## WHAT IS BEING ASKED:
Format the lines of the records below as a numbered list with blank lines omitted, beginning at the line that contains "the yellow excavator" and stopping after the line that contains "column 273, row 233".

## DATASET RECORDS:
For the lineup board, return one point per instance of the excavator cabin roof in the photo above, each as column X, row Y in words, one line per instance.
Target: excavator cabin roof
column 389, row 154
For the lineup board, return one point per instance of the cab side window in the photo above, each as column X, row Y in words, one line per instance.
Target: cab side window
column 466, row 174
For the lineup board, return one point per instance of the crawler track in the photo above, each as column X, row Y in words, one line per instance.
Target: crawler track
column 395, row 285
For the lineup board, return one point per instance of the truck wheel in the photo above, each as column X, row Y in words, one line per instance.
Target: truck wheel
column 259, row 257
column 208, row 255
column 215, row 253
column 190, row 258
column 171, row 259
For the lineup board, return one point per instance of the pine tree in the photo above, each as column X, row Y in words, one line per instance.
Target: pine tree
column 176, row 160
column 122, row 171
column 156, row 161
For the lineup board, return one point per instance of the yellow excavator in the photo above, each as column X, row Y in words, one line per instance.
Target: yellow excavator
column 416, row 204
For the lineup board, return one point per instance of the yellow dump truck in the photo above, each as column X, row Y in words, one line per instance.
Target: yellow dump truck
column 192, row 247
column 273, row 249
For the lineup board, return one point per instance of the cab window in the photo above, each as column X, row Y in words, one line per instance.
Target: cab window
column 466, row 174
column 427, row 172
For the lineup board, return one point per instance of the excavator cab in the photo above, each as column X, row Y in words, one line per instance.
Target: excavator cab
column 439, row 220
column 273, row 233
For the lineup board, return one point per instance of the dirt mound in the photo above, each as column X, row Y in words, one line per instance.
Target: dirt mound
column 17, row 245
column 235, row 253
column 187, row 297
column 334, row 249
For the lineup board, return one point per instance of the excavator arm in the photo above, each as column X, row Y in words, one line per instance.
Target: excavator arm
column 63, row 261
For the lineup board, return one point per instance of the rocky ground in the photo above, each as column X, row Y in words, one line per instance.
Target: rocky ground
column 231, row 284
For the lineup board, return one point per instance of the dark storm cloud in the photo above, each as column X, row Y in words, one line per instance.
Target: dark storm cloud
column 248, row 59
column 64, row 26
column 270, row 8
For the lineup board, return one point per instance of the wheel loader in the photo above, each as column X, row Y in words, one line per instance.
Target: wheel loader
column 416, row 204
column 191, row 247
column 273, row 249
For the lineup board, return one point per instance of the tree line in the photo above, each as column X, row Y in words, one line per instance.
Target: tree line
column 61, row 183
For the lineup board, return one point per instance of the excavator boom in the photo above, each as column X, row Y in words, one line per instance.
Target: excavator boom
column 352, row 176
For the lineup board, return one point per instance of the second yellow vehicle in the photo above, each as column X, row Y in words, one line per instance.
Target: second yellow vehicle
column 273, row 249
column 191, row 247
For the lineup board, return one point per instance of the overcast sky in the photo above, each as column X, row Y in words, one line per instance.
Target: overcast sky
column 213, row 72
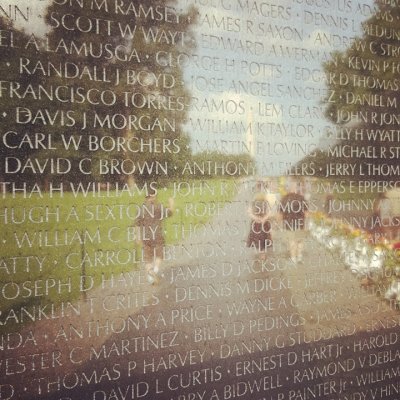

## ANSWER IN FULL:
1. For the lineup board, return one point per instance of the yellow excavator in the photo above, each as column X, row Y in words, one line per instance.
2. Target: yellow excavator
3. column 416, row 204
4. For the lineup board, return one point per instance of the yellow dump truck in the photo above, each as column X, row Y in words, one line per instance.
5. Target: yellow dump truck
6. column 192, row 247
7. column 273, row 249
8. For the lineup board, return one point per instance of the cab window in the photo above, each as column X, row Y in words, one line per instance.
9. Target: cab window
10. column 466, row 174
11. column 427, row 172
12. For the lineup board, return one point per instance of the excavator cab in the photo above, each as column X, row Y in words, one line per instance.
13. Target: excavator cab
14. column 439, row 220
15. column 273, row 233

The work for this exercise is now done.